> _Assignment_
Reproduce the following listing line for line, without any changes.

Records contained in a dataset:
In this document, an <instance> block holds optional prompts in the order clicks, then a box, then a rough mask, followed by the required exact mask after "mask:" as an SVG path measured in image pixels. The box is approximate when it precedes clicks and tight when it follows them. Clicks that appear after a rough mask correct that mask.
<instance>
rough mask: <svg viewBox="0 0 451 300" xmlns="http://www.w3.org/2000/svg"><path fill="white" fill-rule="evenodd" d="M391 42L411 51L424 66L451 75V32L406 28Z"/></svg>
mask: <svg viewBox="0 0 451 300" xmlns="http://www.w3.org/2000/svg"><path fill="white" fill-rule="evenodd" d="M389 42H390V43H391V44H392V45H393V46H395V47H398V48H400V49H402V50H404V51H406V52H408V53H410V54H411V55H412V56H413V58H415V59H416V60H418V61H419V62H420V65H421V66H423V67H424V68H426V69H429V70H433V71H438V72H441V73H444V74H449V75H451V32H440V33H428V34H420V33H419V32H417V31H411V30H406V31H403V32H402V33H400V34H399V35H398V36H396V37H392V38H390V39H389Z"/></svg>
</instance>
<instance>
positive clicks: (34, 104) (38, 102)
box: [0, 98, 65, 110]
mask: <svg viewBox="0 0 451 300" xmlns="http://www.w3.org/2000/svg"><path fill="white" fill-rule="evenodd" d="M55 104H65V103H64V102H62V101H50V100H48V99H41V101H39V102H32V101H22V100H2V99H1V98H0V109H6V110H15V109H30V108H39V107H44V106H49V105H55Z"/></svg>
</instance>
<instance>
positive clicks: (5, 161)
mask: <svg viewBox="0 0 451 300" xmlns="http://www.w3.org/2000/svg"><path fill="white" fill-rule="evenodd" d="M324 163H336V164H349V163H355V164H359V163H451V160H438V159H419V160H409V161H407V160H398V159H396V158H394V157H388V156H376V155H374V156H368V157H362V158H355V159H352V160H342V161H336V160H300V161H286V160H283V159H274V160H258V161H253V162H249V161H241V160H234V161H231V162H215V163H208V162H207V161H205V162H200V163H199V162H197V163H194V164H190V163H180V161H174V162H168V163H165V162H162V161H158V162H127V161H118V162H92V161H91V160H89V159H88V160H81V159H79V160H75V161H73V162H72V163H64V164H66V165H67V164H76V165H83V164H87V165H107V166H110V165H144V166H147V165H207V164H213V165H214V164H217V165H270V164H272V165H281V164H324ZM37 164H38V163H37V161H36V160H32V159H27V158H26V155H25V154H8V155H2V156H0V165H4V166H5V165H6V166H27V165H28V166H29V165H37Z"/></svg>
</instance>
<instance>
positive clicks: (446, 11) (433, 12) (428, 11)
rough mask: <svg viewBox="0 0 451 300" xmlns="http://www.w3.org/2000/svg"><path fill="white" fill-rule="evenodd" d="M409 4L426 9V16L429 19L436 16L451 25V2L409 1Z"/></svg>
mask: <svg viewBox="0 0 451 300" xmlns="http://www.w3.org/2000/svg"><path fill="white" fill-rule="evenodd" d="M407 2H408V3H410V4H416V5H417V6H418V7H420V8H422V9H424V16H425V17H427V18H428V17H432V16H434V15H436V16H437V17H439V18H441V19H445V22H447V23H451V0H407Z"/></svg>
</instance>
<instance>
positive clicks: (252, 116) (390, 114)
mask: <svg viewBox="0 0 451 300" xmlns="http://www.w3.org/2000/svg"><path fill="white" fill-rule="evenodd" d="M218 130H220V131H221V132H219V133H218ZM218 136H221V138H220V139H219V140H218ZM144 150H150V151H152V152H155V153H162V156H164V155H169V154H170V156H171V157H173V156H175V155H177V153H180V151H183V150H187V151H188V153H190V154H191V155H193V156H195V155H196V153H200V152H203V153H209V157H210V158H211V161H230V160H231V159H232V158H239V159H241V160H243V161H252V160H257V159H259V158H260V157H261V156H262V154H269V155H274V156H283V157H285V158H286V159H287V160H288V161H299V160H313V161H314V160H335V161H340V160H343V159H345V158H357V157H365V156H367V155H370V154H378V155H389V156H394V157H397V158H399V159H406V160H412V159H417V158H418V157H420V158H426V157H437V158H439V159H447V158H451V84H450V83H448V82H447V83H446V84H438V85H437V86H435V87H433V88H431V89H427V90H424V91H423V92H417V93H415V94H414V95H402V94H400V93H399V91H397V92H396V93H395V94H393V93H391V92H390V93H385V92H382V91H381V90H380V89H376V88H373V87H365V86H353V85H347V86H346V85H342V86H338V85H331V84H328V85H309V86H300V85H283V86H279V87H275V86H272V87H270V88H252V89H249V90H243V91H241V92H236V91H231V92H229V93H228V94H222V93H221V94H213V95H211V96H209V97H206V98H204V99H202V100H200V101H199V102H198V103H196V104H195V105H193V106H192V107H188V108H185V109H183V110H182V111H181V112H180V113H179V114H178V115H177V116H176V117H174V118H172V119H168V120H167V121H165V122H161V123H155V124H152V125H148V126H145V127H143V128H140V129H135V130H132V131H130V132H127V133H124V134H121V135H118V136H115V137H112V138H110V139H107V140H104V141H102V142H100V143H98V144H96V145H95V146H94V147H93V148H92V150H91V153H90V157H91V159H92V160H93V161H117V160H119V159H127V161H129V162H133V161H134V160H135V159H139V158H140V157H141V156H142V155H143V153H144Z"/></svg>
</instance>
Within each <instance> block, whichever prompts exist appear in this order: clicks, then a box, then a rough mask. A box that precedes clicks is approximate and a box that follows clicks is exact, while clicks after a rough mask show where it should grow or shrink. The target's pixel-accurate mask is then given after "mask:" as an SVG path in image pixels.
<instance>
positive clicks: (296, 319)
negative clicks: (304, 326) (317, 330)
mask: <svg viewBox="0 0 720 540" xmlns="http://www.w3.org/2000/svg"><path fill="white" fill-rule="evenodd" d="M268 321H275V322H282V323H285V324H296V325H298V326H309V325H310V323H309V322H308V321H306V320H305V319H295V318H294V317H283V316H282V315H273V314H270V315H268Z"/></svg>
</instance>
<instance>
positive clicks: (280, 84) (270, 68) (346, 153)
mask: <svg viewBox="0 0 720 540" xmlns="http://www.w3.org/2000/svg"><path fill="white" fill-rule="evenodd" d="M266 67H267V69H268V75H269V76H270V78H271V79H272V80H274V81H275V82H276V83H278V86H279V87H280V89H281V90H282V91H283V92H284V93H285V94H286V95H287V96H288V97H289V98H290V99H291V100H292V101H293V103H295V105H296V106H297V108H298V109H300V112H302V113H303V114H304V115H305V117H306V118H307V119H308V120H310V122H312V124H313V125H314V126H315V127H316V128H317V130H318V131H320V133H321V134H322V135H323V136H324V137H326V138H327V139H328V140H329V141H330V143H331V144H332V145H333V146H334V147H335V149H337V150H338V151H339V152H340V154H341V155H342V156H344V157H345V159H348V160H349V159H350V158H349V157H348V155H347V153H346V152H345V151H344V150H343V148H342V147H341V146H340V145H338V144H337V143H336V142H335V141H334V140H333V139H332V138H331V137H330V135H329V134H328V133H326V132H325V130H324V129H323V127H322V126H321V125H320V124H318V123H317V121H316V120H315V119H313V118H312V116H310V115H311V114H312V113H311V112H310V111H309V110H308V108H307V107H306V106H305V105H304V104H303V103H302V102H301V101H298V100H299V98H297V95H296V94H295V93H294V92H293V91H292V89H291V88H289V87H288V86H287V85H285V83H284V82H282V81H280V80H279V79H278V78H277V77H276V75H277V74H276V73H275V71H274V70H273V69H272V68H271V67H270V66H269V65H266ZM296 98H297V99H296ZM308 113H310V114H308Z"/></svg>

> _Written solution_
In this document, an <instance> block holds optional prompts in the order clicks, then a box, then a rough mask, followed by the required exact mask after "mask:" as an SVG path measured in image pixels. The box is approximate when it precedes clicks and tight when it follows them. Clicks that appear after a rough mask correct that mask.
<instance>
rough mask: <svg viewBox="0 0 451 300" xmlns="http://www.w3.org/2000/svg"><path fill="white" fill-rule="evenodd" d="M391 42L411 51L424 66L451 75V32L406 28Z"/></svg>
mask: <svg viewBox="0 0 451 300" xmlns="http://www.w3.org/2000/svg"><path fill="white" fill-rule="evenodd" d="M389 42H390V43H391V44H392V45H393V46H395V47H398V48H400V49H402V50H404V51H406V52H408V53H410V54H411V55H412V56H413V58H415V59H416V60H418V61H419V62H420V65H421V66H423V67H424V68H426V69H429V70H433V71H438V72H441V73H444V74H449V75H451V32H440V33H428V34H420V33H419V32H417V31H411V30H406V31H403V32H402V33H400V34H399V35H398V36H396V37H392V38H390V39H389Z"/></svg>
</instance>
<instance>
positive clicks: (34, 104) (38, 102)
box: [0, 98, 65, 110]
mask: <svg viewBox="0 0 451 300" xmlns="http://www.w3.org/2000/svg"><path fill="white" fill-rule="evenodd" d="M55 104H65V103H64V102H62V101H50V100H48V99H41V101H39V102H32V101H22V100H2V99H1V98H0V109H6V110H15V109H30V108H39V107H44V106H49V105H55Z"/></svg>
</instance>
<instance>
positive clicks: (5, 161)
mask: <svg viewBox="0 0 451 300" xmlns="http://www.w3.org/2000/svg"><path fill="white" fill-rule="evenodd" d="M324 163H336V164H349V163H355V164H359V163H451V160H438V159H419V160H409V161H407V160H398V159H396V158H394V157H388V156H376V155H374V156H368V157H362V158H355V159H352V160H342V161H336V160H300V161H286V160H283V159H274V160H258V161H253V162H249V161H241V160H234V161H231V162H215V163H208V162H207V161H205V162H200V163H199V162H197V163H194V164H190V163H180V161H174V162H168V163H165V162H162V161H158V162H127V161H118V162H92V161H91V160H89V159H88V160H81V159H79V160H75V161H73V162H72V163H64V164H66V165H67V164H76V165H83V164H87V165H107V166H110V165H144V166H147V165H207V164H213V165H214V164H217V165H270V164H272V165H281V164H324ZM37 164H38V163H37V161H36V160H32V159H27V158H26V155H25V154H8V155H2V156H0V165H4V166H5V165H6V166H27V165H28V166H29V165H37Z"/></svg>
</instance>
<instance>
positive clicks: (446, 11) (433, 12) (428, 11)
rough mask: <svg viewBox="0 0 451 300" xmlns="http://www.w3.org/2000/svg"><path fill="white" fill-rule="evenodd" d="M409 4L426 9V16L429 19L436 16L451 25V2L409 1Z"/></svg>
mask: <svg viewBox="0 0 451 300" xmlns="http://www.w3.org/2000/svg"><path fill="white" fill-rule="evenodd" d="M407 2H408V3H410V4H416V5H417V6H418V7H420V8H422V9H424V16H425V17H427V18H428V17H432V16H434V15H436V16H437V17H439V18H441V19H445V22H447V23H451V0H407Z"/></svg>
</instance>
<instance>
positive clicks: (252, 116) (390, 114)
mask: <svg viewBox="0 0 451 300" xmlns="http://www.w3.org/2000/svg"><path fill="white" fill-rule="evenodd" d="M218 130H220V131H221V132H219V133H218ZM218 136H221V138H220V139H219V140H218ZM144 150H150V151H152V152H155V153H162V156H164V155H169V154H170V156H171V157H173V156H175V155H177V153H180V151H183V150H187V151H188V153H190V154H191V155H193V156H195V155H196V153H200V152H203V153H209V157H210V158H211V161H230V160H231V159H232V158H239V159H241V160H243V161H252V160H257V159H259V158H260V157H261V156H262V154H269V155H274V156H283V157H285V158H286V159H287V160H288V161H299V160H313V161H314V160H335V161H340V160H343V159H345V158H357V157H365V156H367V155H370V154H378V155H389V156H394V157H397V158H399V159H406V160H412V159H417V158H418V157H420V158H426V157H437V158H439V159H447V158H451V84H450V83H448V82H447V83H446V84H438V85H437V86H435V87H433V88H431V89H427V90H424V91H423V92H417V93H415V94H414V95H402V94H400V93H399V91H397V92H396V93H395V94H393V93H391V92H390V93H385V92H382V91H381V90H380V89H376V88H373V87H365V86H353V85H347V86H346V85H342V86H338V85H331V84H328V85H309V86H300V85H283V86H279V87H275V86H272V87H270V88H252V89H249V90H243V91H241V92H236V91H231V92H229V93H228V94H222V93H221V94H213V95H211V96H209V97H206V98H204V99H202V100H200V101H199V102H198V103H196V104H195V105H193V106H192V107H188V108H185V109H183V110H182V111H181V112H180V113H179V114H178V115H177V116H176V117H174V118H172V119H168V120H167V121H165V122H161V123H155V124H152V125H148V126H145V127H143V128H140V129H135V130H132V131H130V132H127V133H124V134H121V135H118V136H115V137H112V138H110V139H107V140H104V141H102V142H100V143H98V144H96V145H95V146H94V147H93V148H92V150H91V153H90V157H91V159H92V160H93V161H117V160H119V159H127V161H129V162H133V161H134V160H135V159H139V158H140V157H141V156H142V155H143V153H144Z"/></svg>
</instance>
Within each <instance> block, whichever prompts exist appear in this order: clicks, then a box, then a rough mask. A box that precedes clicks is approximate and a box that follows clicks is exact, while clicks after a rough mask show where it should grow or shrink. The target's pixel-accurate mask is then given after "mask:" as an SVG path in image pixels.
<instance>
positive clicks: (296, 319)
negative clicks: (304, 326) (317, 330)
mask: <svg viewBox="0 0 720 540" xmlns="http://www.w3.org/2000/svg"><path fill="white" fill-rule="evenodd" d="M268 321H275V322H282V323H285V324H296V325H298V326H309V325H310V323H309V322H308V321H306V320H305V319H295V318H294V317H283V316H282V315H273V314H270V315H268Z"/></svg>
</instance>
<instance>
positive clicks: (280, 84) (270, 68) (346, 153)
mask: <svg viewBox="0 0 720 540" xmlns="http://www.w3.org/2000/svg"><path fill="white" fill-rule="evenodd" d="M266 67H267V69H268V75H269V76H270V78H271V79H272V80H274V81H275V82H276V83H278V86H279V87H280V89H281V90H282V91H283V92H284V93H285V94H286V95H287V96H288V97H289V98H290V99H291V100H292V101H293V103H295V105H296V106H297V108H298V109H300V112H302V113H303V114H304V115H305V117H306V118H307V119H308V120H310V122H312V124H313V125H314V126H315V127H316V128H317V130H318V131H320V133H321V134H322V135H323V136H324V137H326V138H327V139H328V140H329V141H330V143H331V144H332V145H333V146H334V147H335V149H337V150H338V151H339V152H340V154H341V155H342V156H344V157H345V159H348V160H349V159H350V158H349V157H348V155H347V153H346V152H345V151H344V150H343V148H342V147H341V146H340V145H338V144H337V143H336V142H335V141H334V140H333V139H332V138H331V137H330V135H329V134H328V133H326V132H325V130H324V129H323V127H322V126H321V125H320V124H318V123H317V121H316V120H315V119H313V118H312V116H310V115H311V114H312V113H311V112H310V111H309V110H308V108H307V107H306V106H305V105H304V104H303V103H302V102H301V101H298V100H299V98H297V95H296V94H295V93H294V92H293V91H292V89H291V88H289V87H288V86H287V85H285V83H284V82H282V81H280V80H279V79H278V78H277V77H276V75H277V74H276V73H275V71H274V70H273V69H272V68H271V67H270V66H269V65H266ZM296 98H297V99H296ZM308 113H310V114H308Z"/></svg>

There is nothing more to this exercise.